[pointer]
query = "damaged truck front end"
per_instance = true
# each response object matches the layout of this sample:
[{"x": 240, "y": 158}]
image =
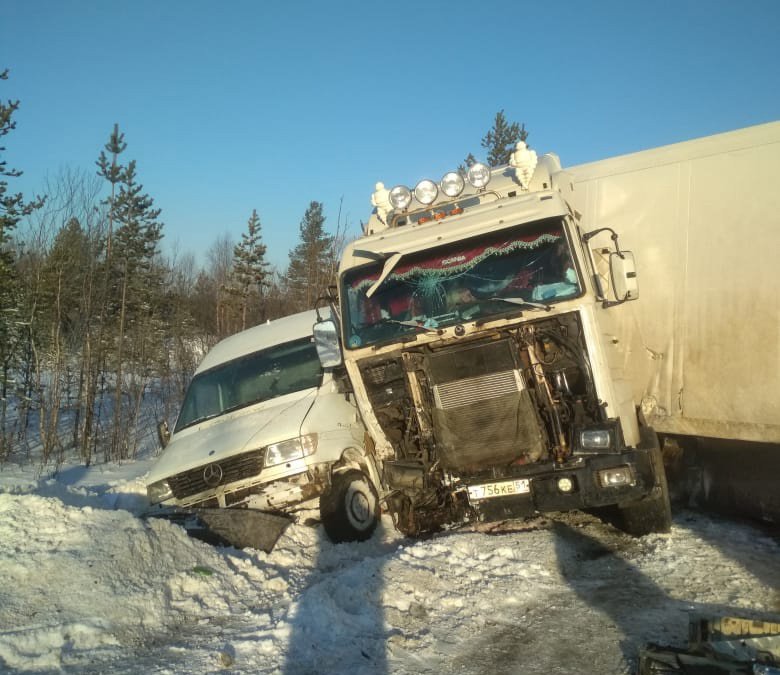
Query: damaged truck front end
[{"x": 472, "y": 339}]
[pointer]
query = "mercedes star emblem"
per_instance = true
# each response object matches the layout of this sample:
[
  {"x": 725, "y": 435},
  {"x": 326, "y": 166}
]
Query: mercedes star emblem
[{"x": 212, "y": 475}]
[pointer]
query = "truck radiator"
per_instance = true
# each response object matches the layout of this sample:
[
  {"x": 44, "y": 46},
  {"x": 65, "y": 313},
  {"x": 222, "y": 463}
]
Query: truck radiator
[
  {"x": 483, "y": 415},
  {"x": 472, "y": 389}
]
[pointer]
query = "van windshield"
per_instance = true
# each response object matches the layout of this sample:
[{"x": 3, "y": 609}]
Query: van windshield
[{"x": 279, "y": 370}]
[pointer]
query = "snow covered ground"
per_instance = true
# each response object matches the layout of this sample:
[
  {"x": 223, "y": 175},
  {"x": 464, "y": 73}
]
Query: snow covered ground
[{"x": 87, "y": 586}]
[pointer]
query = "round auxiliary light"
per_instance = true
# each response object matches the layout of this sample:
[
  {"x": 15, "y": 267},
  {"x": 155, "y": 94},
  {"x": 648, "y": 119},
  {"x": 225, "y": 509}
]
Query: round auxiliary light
[
  {"x": 452, "y": 184},
  {"x": 400, "y": 197},
  {"x": 426, "y": 192},
  {"x": 565, "y": 484},
  {"x": 478, "y": 175}
]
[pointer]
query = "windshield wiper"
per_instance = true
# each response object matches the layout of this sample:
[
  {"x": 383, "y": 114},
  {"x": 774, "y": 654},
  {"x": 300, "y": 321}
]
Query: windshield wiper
[
  {"x": 524, "y": 303},
  {"x": 390, "y": 264},
  {"x": 412, "y": 324}
]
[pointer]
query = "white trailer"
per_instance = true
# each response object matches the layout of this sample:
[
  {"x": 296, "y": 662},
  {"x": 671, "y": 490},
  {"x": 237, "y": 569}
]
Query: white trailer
[{"x": 701, "y": 346}]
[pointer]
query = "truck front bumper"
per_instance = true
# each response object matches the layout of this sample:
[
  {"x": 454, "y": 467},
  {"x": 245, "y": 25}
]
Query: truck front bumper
[{"x": 579, "y": 484}]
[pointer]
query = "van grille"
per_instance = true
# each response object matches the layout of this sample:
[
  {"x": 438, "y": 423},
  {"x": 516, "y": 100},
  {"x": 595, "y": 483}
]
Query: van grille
[{"x": 235, "y": 468}]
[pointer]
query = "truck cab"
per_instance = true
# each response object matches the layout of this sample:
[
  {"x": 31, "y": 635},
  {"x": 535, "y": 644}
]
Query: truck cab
[{"x": 471, "y": 320}]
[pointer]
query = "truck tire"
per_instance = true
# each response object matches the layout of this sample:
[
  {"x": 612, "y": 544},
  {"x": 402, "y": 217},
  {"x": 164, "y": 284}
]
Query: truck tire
[
  {"x": 654, "y": 513},
  {"x": 349, "y": 508}
]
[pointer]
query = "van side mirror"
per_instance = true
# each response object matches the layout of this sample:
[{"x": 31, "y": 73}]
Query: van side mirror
[
  {"x": 622, "y": 269},
  {"x": 163, "y": 433},
  {"x": 326, "y": 339}
]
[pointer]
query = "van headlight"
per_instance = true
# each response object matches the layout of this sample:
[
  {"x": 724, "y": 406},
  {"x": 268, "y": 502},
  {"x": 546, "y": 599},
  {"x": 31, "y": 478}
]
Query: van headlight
[
  {"x": 159, "y": 491},
  {"x": 291, "y": 449}
]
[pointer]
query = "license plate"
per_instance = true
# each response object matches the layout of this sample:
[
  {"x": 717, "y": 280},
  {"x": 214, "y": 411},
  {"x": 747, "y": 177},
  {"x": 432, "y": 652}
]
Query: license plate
[{"x": 503, "y": 488}]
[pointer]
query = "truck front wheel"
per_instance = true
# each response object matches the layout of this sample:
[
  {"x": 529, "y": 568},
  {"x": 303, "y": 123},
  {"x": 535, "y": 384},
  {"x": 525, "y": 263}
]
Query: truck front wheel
[
  {"x": 654, "y": 513},
  {"x": 349, "y": 508}
]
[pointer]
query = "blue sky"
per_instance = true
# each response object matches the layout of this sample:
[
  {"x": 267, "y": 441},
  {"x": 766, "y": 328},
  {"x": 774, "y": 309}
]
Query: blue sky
[{"x": 241, "y": 105}]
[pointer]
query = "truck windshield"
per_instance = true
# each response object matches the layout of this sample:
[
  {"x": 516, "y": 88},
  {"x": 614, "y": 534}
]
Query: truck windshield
[
  {"x": 282, "y": 369},
  {"x": 469, "y": 280}
]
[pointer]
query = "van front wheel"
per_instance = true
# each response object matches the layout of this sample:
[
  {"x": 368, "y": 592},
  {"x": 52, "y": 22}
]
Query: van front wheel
[{"x": 349, "y": 508}]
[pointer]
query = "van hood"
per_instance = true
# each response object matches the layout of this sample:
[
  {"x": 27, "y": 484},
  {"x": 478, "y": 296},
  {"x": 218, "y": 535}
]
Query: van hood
[{"x": 248, "y": 429}]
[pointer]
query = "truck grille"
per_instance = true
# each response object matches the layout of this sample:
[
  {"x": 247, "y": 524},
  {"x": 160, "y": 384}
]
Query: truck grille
[
  {"x": 472, "y": 389},
  {"x": 483, "y": 415},
  {"x": 230, "y": 470}
]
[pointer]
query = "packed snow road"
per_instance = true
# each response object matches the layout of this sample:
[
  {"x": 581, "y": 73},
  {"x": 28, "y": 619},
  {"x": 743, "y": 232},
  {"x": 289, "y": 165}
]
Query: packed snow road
[{"x": 86, "y": 586}]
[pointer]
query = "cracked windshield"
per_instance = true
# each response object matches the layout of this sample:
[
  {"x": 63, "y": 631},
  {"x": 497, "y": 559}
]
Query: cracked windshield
[
  {"x": 515, "y": 269},
  {"x": 267, "y": 374}
]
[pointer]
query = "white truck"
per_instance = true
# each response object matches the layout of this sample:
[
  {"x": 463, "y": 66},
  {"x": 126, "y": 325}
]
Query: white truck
[
  {"x": 264, "y": 429},
  {"x": 702, "y": 347},
  {"x": 473, "y": 316}
]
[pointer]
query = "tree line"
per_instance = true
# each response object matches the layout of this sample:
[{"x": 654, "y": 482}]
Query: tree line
[{"x": 96, "y": 322}]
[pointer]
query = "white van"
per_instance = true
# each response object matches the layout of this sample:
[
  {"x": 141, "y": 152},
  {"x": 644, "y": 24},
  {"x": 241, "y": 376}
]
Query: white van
[{"x": 263, "y": 427}]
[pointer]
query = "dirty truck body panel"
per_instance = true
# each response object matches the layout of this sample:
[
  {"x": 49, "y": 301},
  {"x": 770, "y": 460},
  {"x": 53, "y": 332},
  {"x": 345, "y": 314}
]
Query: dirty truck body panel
[{"x": 701, "y": 348}]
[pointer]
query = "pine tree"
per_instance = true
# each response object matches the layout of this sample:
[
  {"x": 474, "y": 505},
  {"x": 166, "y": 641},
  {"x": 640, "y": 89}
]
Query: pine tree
[
  {"x": 134, "y": 289},
  {"x": 310, "y": 271},
  {"x": 250, "y": 268},
  {"x": 499, "y": 141},
  {"x": 13, "y": 208}
]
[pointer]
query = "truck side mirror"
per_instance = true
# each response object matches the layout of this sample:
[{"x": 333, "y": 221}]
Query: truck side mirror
[
  {"x": 326, "y": 339},
  {"x": 622, "y": 269}
]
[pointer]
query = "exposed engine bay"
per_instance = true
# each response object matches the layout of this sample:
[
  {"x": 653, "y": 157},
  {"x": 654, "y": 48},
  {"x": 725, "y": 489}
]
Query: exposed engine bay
[{"x": 505, "y": 405}]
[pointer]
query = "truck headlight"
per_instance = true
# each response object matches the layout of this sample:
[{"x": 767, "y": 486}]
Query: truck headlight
[
  {"x": 595, "y": 439},
  {"x": 293, "y": 448},
  {"x": 159, "y": 491},
  {"x": 616, "y": 477}
]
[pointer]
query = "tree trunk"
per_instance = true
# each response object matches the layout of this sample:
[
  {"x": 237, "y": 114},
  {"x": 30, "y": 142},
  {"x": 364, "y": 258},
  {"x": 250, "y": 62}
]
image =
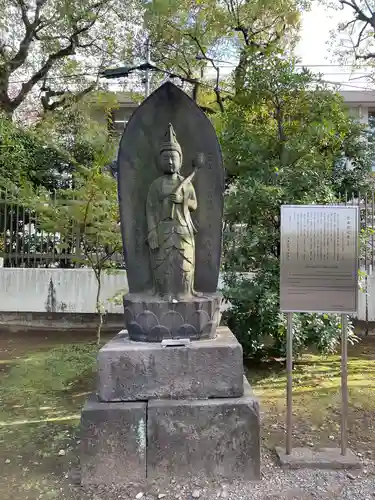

◆ ◆ ◆

Exercise goal: Find every line in the entries above that contains the word "auxiliary", and copy each of those lines.

Result of this exercise:
query = "round auxiliary light"
Query: round auxiliary light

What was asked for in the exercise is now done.